KUTIPAN SUMBER:

Shalom..., Selamat Datang di GBI House Of Grace ~ Rayon 3

Renungan

INJIL DAN HUKUM TAURAT (PART 2)

Paham Diskontinuitas, Kontinuitas, dan Semi-kontinuitas.
Salah satu kesulitan di dalam mengharmonisasikan antara Hukum Taurat dengan Injil terletak pada penafsiran dari Matius 5:17,

“Janganlah kamu menyangka, bahwa Aku datang untuk meniadakan hukum Taurat atau kitab para nabi. Aku datang bukan untuk meniadakannya, melainkan untuk menggenapinya.”

Kata 'menggenapi' di situ menggunakan kata pleroo yang dalam Perjanjian Baru digunakan sebanyak 94 kali dengan beragam konteks dan makna. Mengapa kata ini penting? Karena perbedaan penafsiran dari kata ini mengakibatkan adanya beberapa paham terkait hubungan antara Hukum Taurat dengan Injil.

1. Paham Diskontinuitas
Orang yang memeluk paham ini umumnya memisahkan atau menaruh secara jukstaposisi antara Hukum Taurat dengan Injil atau Hukum Kristus. Menurut pandangan ini, Hukum Taurat berisikan aturan moral untuk bangsa Israel saja, sedangkan Injil atau Hukum Kristus (kata ini dipakai dua kali oleh Paulus dalam 1 Korintus 9:21 dan Galatia 6:2) ditujukan kepada orang Kristen. Hanya hukum-hukum Perjanjian Lama yang disebutkan oleh Yesus dan para Rasul dalam Perjanjian Baru yang bisa dimasukkan sebagai bagian dari Hukum Kristus, dan yang lainnya dinyatakan tidak valid. Beberapa ayat utama yang digunakan untuk mendukung ayat ini adalah Roma 6:14-15; 10:4; Galatia 5:18.

Paham ini tidak diadopsi dalam sejarah gereja, karena seringkali diasosiasikan dengan teologi yang tidak ortodoks seperti paham Marcionisme, penganut anti-semitisme, dan ajaran dispensasional.

BAHAN YANG DISEDIAKAN:
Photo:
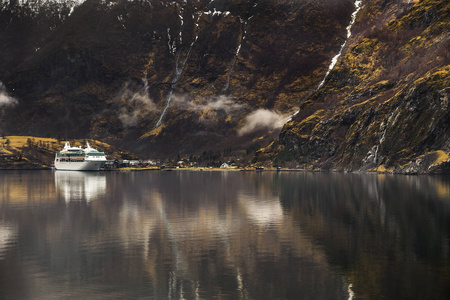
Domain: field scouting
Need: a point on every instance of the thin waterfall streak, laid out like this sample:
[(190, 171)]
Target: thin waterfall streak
[(236, 55), (334, 60)]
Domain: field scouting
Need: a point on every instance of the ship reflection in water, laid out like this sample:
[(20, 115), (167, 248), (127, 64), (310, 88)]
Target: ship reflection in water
[(80, 186), (211, 235)]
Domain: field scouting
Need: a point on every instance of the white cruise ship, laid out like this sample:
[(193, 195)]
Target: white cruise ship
[(79, 159)]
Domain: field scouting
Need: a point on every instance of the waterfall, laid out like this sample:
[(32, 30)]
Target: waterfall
[(358, 6), (236, 54), (179, 68)]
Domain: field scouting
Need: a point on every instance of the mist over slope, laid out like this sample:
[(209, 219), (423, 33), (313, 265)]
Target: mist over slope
[(182, 77)]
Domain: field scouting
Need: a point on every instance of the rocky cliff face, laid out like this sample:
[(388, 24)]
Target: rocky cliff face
[(166, 77), (384, 107), (183, 77)]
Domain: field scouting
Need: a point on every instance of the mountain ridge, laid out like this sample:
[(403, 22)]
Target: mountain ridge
[(180, 78)]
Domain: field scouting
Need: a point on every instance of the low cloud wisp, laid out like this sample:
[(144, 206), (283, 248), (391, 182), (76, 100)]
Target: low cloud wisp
[(5, 99), (134, 106), (219, 103)]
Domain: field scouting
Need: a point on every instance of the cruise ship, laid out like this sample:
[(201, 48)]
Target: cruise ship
[(79, 159)]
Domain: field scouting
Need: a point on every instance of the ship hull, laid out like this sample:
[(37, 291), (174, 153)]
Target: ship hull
[(91, 165)]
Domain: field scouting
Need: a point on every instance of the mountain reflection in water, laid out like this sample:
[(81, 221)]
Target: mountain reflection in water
[(77, 185), (227, 235)]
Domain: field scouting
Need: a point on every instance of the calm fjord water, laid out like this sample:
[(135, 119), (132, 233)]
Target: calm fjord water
[(223, 235)]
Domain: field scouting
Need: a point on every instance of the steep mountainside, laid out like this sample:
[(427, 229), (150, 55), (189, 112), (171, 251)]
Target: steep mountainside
[(385, 105), (166, 77), (184, 77)]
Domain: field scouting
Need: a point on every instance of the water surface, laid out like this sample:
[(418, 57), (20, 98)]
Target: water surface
[(223, 235)]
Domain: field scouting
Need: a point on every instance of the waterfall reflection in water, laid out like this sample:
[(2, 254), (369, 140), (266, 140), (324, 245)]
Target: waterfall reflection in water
[(231, 235)]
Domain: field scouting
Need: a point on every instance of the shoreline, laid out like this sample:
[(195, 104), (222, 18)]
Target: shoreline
[(233, 170)]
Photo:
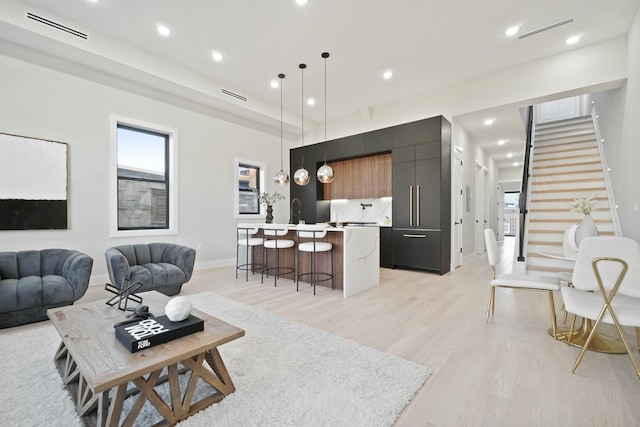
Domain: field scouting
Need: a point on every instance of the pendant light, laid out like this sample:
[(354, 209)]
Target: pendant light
[(325, 172), (301, 176), (281, 178)]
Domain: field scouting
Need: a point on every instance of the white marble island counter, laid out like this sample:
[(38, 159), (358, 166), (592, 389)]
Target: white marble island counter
[(360, 257), (356, 255)]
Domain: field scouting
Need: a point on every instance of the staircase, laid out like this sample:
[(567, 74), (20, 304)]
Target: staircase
[(566, 165)]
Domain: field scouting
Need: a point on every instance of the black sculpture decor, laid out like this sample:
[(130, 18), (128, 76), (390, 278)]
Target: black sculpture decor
[(123, 295)]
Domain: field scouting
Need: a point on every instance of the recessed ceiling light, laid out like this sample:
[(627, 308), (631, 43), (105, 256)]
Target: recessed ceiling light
[(572, 40), (163, 30), (512, 31)]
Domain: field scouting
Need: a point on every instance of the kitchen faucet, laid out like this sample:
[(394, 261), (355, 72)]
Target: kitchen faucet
[(295, 202)]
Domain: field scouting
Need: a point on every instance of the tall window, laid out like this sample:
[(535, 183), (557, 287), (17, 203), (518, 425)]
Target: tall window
[(249, 182), (143, 178), (248, 189)]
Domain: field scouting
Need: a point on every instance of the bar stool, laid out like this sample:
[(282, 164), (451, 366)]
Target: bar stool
[(244, 233), (277, 231), (315, 232)]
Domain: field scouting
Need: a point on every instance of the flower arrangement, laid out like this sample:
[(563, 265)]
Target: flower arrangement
[(268, 199), (584, 205)]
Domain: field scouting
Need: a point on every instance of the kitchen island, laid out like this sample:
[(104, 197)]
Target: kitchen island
[(356, 252)]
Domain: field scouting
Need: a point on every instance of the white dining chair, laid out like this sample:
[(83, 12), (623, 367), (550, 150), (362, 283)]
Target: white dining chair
[(546, 284), (275, 235), (246, 238), (314, 235), (606, 288)]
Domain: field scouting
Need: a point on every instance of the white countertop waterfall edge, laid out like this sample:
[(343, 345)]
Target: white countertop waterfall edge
[(361, 259)]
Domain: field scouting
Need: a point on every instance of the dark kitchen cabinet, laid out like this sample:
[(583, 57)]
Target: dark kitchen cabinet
[(420, 236), (386, 247), (416, 248), (422, 195)]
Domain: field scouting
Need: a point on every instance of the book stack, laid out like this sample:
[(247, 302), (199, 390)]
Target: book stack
[(147, 333)]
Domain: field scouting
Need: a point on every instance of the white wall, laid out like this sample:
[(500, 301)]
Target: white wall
[(623, 159), (42, 103), (39, 102)]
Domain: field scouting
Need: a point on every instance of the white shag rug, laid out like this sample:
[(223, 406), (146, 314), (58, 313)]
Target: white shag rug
[(286, 374)]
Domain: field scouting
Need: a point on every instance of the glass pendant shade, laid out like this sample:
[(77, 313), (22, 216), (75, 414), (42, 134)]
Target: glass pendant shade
[(281, 178), (301, 176), (325, 174)]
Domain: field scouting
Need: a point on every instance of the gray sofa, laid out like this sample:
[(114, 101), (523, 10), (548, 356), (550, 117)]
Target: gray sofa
[(33, 281), (163, 267)]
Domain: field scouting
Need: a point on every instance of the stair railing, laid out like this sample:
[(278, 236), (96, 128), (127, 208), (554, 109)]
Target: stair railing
[(526, 173), (607, 179)]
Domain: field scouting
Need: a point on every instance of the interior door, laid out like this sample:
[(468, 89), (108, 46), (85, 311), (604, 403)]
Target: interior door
[(458, 203), (480, 207)]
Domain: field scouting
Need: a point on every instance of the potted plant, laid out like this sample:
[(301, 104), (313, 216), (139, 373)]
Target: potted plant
[(268, 199), (587, 227)]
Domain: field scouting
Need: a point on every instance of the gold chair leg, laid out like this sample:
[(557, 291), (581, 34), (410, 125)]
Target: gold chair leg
[(591, 335), (552, 308), (626, 344), (492, 301), (571, 328)]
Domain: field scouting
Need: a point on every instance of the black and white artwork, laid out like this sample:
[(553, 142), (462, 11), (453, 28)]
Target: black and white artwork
[(33, 183)]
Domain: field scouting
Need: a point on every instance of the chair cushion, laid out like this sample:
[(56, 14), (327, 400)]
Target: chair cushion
[(279, 244), (546, 283), (589, 304), (320, 247), (251, 241)]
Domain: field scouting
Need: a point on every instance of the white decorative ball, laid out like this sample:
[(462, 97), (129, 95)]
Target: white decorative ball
[(178, 309)]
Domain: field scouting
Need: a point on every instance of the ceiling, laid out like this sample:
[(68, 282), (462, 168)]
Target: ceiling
[(426, 43)]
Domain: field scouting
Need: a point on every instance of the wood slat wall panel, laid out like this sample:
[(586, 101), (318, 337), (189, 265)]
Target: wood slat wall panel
[(362, 178)]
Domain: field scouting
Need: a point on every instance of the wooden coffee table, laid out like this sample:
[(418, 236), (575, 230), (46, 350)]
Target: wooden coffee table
[(96, 368)]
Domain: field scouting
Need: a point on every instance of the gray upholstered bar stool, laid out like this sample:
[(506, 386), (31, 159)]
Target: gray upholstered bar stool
[(275, 233), (246, 239), (314, 233)]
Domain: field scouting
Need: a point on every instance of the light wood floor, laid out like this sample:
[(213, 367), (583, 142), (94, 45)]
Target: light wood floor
[(508, 372)]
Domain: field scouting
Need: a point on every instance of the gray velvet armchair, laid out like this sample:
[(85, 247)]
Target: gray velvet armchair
[(163, 267), (31, 282)]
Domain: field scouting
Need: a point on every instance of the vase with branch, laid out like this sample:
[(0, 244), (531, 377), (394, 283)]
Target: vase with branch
[(268, 200), (587, 227)]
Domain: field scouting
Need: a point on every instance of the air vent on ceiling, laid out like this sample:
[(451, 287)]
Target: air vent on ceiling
[(234, 95), (548, 27), (56, 25)]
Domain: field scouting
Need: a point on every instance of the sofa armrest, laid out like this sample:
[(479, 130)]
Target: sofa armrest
[(118, 267), (77, 271)]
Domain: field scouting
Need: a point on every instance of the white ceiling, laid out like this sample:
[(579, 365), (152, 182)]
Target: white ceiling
[(426, 43)]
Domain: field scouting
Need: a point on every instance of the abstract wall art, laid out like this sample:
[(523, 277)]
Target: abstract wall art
[(33, 183)]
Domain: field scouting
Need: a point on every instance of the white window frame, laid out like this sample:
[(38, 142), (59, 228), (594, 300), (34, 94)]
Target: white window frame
[(236, 196), (172, 229)]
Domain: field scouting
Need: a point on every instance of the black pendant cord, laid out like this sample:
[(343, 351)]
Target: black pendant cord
[(281, 82), (325, 55), (302, 67)]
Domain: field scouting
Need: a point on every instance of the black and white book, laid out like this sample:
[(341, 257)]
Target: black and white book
[(147, 333)]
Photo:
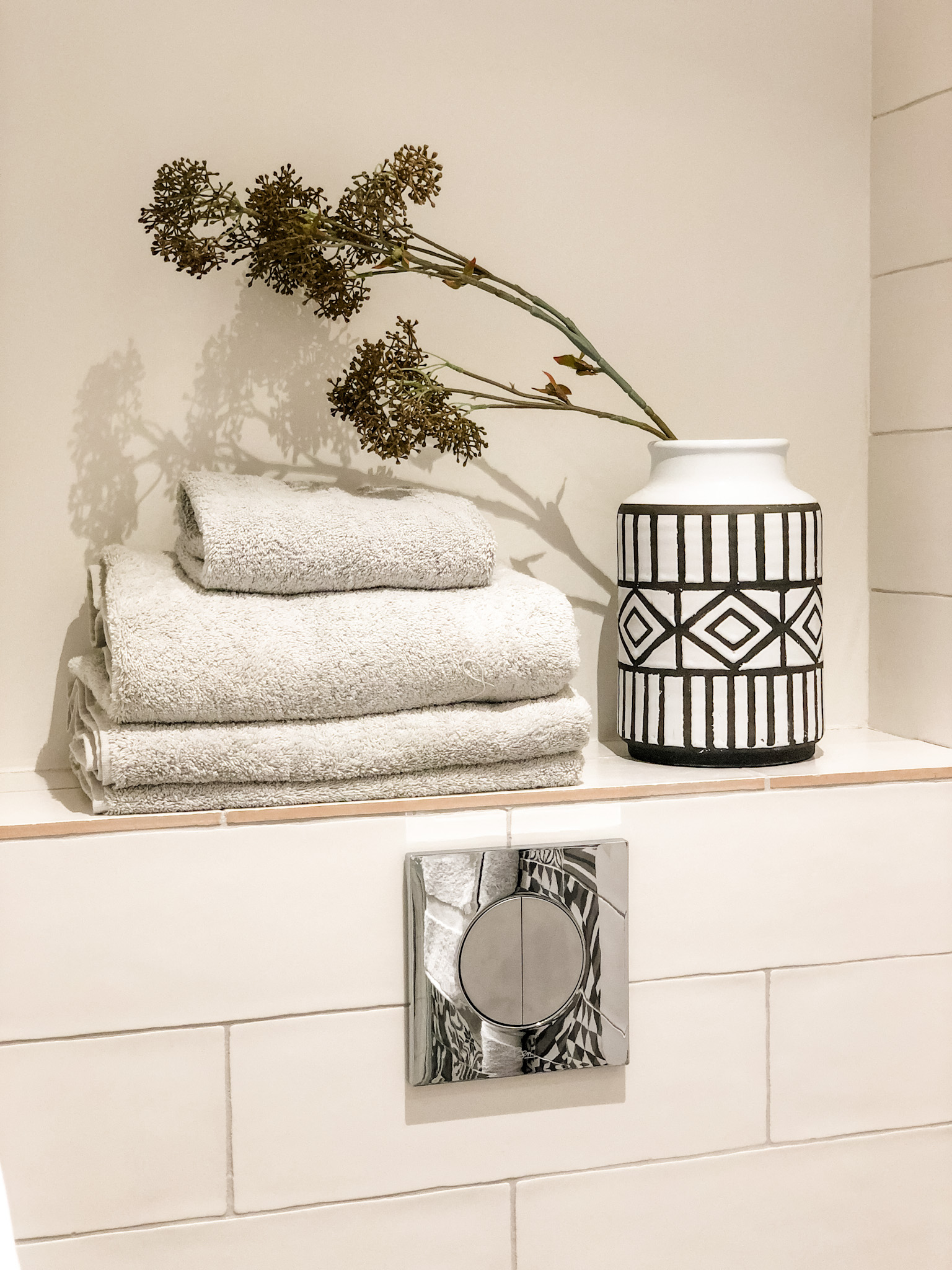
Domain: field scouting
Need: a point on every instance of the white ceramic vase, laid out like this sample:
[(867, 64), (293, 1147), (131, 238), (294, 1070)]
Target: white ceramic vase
[(720, 614)]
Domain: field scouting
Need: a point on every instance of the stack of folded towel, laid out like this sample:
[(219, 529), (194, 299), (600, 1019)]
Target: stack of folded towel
[(310, 646)]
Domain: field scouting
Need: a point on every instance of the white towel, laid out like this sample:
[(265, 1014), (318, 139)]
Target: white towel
[(175, 653), (408, 741), (263, 535), (559, 770)]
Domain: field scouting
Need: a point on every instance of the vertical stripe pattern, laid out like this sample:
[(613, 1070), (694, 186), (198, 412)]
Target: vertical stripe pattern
[(720, 626)]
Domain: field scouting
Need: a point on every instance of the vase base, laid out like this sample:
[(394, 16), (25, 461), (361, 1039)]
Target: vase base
[(672, 756)]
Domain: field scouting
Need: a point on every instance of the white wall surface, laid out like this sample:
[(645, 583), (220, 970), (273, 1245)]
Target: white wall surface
[(910, 448), (689, 180)]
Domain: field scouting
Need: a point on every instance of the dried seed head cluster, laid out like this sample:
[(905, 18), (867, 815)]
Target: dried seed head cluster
[(288, 238), (398, 406), (374, 206)]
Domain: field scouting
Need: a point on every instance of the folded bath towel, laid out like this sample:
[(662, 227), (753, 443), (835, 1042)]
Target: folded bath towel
[(175, 653), (558, 770), (263, 535), (330, 750)]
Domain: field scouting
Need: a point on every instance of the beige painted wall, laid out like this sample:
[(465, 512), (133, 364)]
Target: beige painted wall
[(910, 447), (689, 180)]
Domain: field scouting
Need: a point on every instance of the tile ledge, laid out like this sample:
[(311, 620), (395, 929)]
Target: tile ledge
[(848, 756)]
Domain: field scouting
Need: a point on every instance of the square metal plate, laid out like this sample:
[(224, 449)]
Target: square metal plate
[(518, 961)]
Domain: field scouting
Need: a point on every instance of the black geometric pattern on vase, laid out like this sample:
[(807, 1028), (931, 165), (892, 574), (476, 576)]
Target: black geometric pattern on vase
[(720, 633), (568, 877)]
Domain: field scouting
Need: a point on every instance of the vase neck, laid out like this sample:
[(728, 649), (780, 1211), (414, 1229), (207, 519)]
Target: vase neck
[(720, 473)]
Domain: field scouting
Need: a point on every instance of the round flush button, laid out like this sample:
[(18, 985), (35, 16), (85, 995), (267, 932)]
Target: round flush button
[(521, 961)]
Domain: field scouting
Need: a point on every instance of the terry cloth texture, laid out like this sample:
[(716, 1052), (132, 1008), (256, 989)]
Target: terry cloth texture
[(263, 535), (175, 653), (549, 773), (333, 750)]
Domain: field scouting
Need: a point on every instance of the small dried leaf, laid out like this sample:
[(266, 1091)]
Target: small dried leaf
[(552, 389), (576, 363)]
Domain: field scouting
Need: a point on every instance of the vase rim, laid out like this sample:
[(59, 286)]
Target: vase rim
[(760, 445)]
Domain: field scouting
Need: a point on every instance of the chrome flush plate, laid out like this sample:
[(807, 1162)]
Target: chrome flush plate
[(518, 961)]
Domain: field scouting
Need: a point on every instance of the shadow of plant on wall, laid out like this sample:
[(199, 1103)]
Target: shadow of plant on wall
[(259, 406)]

SOAL SINGKAT:
Jawablah pertanyaan berikut berdasarkan renungan tentang Injil dan Hukum Taurat.
1. Berapa kali kata pleroo digunakan dalam Perjanjian Baru?
2. Di ayat mana saja Paulus memakai istilah "Hukum Kristus"?
3. Dengan paham atau ajaran apa saja paham diskontinuitas sering diasosiasikan?

JAWABAN BERIKUT:
1. Kata pleroo digunakan sebanyak 94 kali dalam Perjanjian Baru.
2. Paulus memakai istilah itu dalam 1 Korintus 9:21 dan Galatia 6:2.
3. Paham diskontinuitas sering diasosiasikan dengan paham Marcionisme, penganut anti-semitisme, dan ajaran dispensasional.